> **WRITTEN EXERCISE A**: Who directed Lake Disappointment, according to the theater listing below?

> **EXTRACT**:

WORLD PREMIERE

CARRIAGEWORKS PRESENTS

20 -23 APRIL 2016

 

LAKE DISAPPOINTMENT

by Luke Mullins and Lachlan Philpott

Nominated for:
Best New Australian Work, Best Actor, Best Director and Best Sound Design at the 2017  Sydney Theatre Awards
Winner Best Lighting Design
“Kane and me were both rising stars. I was rising to the top of the hand-modelling world and Kane was doing his plays. Kane got his first action film and I became his double. We clicked. Everyone said so.” 

 

A new Australian work by Luke Mullins and Lachlan Philpott, Lake Disappointment plunges beneath the surface of an image obsessed world and strums an unnerving riff on contemporary identity.

 

Director:  Janice Muller

Compostion & Sound Design: James Brown

Lighting Design: Matt Cox

Stage & Costume Design: Michael Hankin

Associate Stage & Costume: Charlie Edward-Davis

Projection: James Brown

Stage Manager: Jennifer Parsonage

Production Manager: Cat Studley

 

"Do anything to secure a ticket. It is the most complete and unexpected work of theatre I’ve seen in a long time." StageNoise

 

**** beautifully performed and powerfully staged .... drop what you are doing in order to see this" SMH

 

***** "a seriously smart, rigorously planned piece of writing and theatre, top to bottom." Timeout

 

*****"Luke Mullins is an eminent performer" The Brag

Photo: Laura Scrivano

Photos: James Brown

REVIEWS

 

FULL REVIEWS BELOW OR FOLLOW LINKS TO ORIGINAL

WEBPAGES HERE:

 

The Brag

Sydney Morning Herald, Jason Blake

Daily Review - Ben Neutze

Stagenoise - Diana Simmonds

Timeout

The Australian - John Mccallum

 

 

Lake Disappointment review: Modern Narcissus sees double in must-see theatre

Sydney Morning Herald

April 21, 2016

Jason Blake

Rating: 4 out of 5 stars

 

Beautifully performed and powerfully staged, this is the most intriguing work of theatre in Sydney at the moment. You have until Saturday to see it.  Co-written by Lachlan Philpott and its performer Luke Mullins, Lake Disappointment entangles the audience in the inner monologue of a body double fulfilling his piecemeal role in a movie production while anxiously awaiting his famous doppelganger Kane to fly in.

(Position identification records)
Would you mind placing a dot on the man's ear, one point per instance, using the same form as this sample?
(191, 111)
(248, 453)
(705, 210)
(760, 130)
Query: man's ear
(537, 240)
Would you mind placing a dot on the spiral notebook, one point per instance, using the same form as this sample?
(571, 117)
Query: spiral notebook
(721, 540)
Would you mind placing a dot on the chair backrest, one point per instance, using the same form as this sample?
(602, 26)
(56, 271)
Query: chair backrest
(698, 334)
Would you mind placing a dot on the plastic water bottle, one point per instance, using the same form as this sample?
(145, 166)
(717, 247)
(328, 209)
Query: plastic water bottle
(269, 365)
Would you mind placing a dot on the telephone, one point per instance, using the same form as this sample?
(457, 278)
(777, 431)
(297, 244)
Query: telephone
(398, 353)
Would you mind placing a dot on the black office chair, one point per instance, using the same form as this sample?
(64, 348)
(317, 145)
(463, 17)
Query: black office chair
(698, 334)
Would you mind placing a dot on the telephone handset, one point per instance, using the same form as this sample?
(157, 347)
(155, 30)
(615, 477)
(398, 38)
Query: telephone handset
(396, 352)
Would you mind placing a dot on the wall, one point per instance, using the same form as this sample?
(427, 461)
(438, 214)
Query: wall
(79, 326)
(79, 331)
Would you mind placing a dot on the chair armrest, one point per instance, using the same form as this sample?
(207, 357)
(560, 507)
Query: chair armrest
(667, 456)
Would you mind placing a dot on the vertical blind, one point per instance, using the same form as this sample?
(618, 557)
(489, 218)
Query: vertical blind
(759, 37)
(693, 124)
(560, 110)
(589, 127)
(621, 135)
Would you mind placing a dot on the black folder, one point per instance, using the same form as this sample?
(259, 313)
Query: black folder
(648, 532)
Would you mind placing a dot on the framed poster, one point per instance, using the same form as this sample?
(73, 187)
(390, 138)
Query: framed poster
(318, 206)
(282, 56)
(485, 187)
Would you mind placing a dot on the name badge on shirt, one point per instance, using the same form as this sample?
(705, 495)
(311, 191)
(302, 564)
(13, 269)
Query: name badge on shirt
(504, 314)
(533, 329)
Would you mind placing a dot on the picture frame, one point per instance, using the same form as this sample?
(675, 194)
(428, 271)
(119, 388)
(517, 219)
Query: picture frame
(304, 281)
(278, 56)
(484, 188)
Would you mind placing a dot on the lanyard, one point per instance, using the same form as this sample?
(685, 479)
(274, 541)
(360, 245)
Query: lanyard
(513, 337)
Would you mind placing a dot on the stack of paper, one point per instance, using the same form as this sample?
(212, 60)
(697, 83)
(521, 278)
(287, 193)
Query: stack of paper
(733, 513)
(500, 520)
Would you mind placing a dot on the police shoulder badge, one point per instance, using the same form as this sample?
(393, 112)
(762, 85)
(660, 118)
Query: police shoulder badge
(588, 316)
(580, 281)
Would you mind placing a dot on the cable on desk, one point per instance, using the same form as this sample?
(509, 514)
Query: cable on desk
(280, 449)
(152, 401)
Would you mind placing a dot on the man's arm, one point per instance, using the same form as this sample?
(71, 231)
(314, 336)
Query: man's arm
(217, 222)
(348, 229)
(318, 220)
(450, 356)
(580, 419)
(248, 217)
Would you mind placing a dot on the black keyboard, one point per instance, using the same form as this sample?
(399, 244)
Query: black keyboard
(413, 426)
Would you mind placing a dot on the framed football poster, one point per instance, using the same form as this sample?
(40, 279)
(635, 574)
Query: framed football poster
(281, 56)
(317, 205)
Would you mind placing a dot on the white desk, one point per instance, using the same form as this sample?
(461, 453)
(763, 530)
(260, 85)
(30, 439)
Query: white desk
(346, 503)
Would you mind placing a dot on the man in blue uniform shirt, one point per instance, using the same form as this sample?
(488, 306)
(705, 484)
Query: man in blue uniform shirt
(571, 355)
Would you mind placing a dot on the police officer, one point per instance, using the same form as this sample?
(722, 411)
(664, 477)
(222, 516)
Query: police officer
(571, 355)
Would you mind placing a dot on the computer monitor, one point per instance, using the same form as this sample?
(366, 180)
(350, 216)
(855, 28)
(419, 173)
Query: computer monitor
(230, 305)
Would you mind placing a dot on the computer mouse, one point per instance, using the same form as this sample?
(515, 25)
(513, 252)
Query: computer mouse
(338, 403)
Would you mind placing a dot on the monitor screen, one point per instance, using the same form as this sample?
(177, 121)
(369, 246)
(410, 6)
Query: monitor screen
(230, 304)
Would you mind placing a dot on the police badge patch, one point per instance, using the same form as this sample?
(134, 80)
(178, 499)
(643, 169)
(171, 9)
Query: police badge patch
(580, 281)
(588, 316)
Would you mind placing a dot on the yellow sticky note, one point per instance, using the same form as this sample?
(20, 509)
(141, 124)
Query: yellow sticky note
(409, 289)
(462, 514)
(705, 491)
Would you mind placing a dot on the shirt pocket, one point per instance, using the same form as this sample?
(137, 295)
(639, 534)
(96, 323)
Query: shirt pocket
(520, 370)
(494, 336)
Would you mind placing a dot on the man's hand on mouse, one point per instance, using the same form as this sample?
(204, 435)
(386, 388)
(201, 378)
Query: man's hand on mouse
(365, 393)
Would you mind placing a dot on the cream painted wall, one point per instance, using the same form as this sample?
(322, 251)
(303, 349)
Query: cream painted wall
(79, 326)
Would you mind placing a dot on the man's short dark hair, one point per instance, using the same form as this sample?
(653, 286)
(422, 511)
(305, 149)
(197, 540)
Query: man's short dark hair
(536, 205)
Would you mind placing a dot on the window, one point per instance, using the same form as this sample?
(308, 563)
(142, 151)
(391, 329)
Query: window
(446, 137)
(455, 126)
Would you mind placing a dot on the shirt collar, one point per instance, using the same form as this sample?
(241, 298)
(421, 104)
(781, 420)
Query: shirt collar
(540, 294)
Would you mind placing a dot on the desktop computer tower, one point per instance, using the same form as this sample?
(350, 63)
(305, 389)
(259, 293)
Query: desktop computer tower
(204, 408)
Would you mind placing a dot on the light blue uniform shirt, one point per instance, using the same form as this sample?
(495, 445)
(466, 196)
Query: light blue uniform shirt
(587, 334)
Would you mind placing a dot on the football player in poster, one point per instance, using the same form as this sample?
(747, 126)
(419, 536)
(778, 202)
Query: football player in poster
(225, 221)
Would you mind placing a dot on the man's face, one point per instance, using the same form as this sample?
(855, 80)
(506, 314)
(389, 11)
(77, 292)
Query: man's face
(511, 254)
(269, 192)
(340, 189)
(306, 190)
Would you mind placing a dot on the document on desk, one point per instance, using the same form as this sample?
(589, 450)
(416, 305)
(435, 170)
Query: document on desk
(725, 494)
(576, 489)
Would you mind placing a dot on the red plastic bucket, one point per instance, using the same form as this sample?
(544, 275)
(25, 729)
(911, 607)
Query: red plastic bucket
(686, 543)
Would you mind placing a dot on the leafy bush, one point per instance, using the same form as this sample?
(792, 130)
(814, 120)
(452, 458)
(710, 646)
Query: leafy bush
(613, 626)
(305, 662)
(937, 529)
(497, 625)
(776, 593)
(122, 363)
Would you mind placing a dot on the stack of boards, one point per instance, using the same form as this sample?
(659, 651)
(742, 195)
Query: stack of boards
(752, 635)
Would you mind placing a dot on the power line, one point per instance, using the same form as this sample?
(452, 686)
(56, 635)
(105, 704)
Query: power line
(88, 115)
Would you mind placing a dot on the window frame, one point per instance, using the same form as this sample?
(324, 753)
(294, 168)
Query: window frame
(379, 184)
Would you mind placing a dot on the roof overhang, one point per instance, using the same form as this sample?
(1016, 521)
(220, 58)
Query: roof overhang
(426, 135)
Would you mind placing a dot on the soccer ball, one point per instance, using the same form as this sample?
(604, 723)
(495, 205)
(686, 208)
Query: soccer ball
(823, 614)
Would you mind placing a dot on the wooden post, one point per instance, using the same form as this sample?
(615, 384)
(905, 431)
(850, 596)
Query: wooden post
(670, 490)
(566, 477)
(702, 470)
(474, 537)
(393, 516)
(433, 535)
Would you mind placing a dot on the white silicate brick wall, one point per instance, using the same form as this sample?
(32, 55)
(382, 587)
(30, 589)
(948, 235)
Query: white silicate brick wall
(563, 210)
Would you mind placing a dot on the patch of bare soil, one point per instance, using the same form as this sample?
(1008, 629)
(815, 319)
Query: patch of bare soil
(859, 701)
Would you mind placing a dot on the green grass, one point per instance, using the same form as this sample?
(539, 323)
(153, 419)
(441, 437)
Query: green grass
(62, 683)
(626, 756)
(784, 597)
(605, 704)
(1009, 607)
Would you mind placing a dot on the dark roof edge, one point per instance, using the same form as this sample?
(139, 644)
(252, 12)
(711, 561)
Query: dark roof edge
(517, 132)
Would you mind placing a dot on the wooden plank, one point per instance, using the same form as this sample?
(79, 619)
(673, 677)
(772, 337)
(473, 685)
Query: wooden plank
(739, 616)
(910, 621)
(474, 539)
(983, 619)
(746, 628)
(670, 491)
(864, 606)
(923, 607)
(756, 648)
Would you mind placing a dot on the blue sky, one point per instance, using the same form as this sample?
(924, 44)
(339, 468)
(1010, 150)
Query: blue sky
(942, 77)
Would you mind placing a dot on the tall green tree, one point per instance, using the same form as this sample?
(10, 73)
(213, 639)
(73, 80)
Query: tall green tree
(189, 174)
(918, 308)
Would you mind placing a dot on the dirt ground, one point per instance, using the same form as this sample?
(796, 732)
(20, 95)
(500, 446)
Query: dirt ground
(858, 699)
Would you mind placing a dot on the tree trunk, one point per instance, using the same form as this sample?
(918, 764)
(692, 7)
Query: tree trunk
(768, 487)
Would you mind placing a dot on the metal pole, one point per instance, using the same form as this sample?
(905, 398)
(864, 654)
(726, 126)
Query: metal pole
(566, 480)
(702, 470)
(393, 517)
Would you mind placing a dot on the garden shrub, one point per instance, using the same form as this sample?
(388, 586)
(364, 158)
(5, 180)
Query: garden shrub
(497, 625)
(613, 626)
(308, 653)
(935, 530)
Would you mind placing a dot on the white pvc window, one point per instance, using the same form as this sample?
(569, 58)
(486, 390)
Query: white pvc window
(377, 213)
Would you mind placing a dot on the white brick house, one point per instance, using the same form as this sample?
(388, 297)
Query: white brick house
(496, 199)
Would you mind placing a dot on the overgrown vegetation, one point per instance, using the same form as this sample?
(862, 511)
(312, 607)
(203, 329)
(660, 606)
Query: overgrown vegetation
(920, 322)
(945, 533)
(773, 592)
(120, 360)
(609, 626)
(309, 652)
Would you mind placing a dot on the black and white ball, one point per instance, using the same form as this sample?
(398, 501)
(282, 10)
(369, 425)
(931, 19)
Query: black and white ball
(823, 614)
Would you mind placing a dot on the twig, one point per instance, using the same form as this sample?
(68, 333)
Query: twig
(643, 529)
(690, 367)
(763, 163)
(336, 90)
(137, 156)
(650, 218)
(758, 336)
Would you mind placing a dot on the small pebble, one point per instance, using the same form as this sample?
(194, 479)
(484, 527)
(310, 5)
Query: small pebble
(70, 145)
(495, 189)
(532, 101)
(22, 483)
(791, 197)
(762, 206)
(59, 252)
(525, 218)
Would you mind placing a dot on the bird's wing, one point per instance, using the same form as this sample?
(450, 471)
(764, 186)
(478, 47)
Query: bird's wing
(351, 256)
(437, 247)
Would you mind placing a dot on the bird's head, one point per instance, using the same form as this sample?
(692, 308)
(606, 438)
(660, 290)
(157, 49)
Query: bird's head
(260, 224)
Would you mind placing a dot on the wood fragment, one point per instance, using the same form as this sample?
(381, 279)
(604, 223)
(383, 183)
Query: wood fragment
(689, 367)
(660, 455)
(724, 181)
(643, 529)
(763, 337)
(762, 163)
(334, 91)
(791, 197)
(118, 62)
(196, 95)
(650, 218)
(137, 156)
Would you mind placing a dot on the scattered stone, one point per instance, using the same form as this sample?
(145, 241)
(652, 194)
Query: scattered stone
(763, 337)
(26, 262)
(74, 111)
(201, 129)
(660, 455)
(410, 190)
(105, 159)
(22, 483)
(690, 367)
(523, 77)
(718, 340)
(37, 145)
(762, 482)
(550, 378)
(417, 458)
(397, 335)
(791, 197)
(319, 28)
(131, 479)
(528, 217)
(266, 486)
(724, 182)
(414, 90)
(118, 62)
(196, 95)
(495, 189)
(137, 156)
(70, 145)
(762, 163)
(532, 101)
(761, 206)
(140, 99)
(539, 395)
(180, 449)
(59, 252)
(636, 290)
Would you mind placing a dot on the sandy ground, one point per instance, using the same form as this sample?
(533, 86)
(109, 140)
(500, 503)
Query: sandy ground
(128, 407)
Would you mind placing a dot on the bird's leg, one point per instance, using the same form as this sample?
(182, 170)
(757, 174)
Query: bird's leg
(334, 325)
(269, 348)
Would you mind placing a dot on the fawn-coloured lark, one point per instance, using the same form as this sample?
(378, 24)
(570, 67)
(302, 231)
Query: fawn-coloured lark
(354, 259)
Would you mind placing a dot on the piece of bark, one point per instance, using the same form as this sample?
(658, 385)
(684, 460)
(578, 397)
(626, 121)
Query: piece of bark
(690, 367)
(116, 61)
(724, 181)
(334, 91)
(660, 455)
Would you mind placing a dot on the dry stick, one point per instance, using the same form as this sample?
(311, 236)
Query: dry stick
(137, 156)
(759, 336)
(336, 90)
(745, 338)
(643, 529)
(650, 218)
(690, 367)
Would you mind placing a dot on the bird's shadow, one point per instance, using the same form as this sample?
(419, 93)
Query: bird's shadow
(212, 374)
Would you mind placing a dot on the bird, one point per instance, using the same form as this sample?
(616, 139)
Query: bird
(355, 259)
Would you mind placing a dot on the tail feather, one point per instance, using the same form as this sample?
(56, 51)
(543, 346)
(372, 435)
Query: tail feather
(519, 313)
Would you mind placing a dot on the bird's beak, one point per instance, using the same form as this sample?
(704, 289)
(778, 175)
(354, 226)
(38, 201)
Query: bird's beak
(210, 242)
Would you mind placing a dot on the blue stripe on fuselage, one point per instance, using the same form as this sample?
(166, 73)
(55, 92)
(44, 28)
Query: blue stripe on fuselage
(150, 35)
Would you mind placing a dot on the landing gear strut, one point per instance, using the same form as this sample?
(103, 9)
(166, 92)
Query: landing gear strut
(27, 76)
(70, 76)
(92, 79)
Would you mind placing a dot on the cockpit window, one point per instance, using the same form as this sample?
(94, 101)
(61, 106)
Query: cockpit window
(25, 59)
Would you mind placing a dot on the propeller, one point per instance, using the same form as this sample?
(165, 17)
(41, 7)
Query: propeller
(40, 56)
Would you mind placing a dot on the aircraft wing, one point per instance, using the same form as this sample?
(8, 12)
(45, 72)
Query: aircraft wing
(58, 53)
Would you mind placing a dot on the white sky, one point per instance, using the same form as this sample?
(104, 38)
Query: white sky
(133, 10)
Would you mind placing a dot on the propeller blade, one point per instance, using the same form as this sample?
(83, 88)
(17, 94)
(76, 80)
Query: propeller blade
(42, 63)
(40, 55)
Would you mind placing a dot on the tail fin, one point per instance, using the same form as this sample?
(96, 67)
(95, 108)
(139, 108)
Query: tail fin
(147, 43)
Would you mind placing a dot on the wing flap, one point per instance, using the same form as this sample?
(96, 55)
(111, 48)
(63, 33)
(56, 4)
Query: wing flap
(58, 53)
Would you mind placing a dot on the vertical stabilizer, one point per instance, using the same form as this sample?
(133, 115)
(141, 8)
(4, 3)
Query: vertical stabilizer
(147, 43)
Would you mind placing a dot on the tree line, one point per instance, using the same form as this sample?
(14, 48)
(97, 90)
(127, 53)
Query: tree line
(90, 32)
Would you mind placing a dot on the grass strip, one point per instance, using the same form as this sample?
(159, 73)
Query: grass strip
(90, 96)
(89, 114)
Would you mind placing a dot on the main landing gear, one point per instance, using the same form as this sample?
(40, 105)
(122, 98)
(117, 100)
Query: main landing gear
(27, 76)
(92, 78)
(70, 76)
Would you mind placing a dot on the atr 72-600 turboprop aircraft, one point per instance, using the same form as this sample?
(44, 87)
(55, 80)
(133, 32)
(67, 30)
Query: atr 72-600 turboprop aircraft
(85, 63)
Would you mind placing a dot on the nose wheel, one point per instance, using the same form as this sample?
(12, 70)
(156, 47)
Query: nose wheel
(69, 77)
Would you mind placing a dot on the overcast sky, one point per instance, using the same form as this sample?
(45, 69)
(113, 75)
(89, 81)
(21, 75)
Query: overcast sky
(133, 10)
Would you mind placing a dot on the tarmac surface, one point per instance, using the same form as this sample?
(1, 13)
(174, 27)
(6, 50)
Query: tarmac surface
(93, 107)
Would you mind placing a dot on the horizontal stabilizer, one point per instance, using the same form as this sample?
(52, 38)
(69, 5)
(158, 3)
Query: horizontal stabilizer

> **WRITTEN EXERCISE B**: Put the stretch of the records from the line containing "Would you mind placing a dot on the soccer" through the line containing "(1009, 607)", both lines included, into a numbered list, leaving out any blank lines.

> **PROBLEM SOLUTION A**: Janice Muller

> **PROBLEM SOLUTION B**:
1. Would you mind placing a dot on the soccer ball, one point per instance, using the same form as this sample?
2. (604, 723)
3. (495, 205)
4. (686, 208)
5. Query: soccer ball
6. (823, 614)
7. Would you mind placing a dot on the wooden post, one point per instance, using the same form as this sample?
8. (615, 384)
9. (905, 431)
10. (850, 596)
11. Query: wooden post
12. (670, 490)
13. (566, 477)
14. (702, 470)
15. (474, 537)
16. (393, 516)
17. (433, 535)
18. Would you mind placing a dot on the white silicate brick wall, one point per instance, using the same form as this sample?
19. (32, 55)
20. (382, 587)
21. (30, 589)
22. (948, 235)
23. Query: white silicate brick wall
24. (563, 210)
25. Would you mind placing a dot on the patch of bare soil, one point per instance, using the same form as this sample?
26. (1008, 629)
27. (815, 319)
28. Query: patch of bare soil
29. (859, 701)
30. Would you mind placing a dot on the green grass, one point per instance, using the same form as this sample?
31. (539, 323)
32. (153, 419)
33. (441, 437)
34. Query: green grass
35. (62, 683)
36. (626, 756)
37. (784, 597)
38. (605, 704)
39. (1009, 607)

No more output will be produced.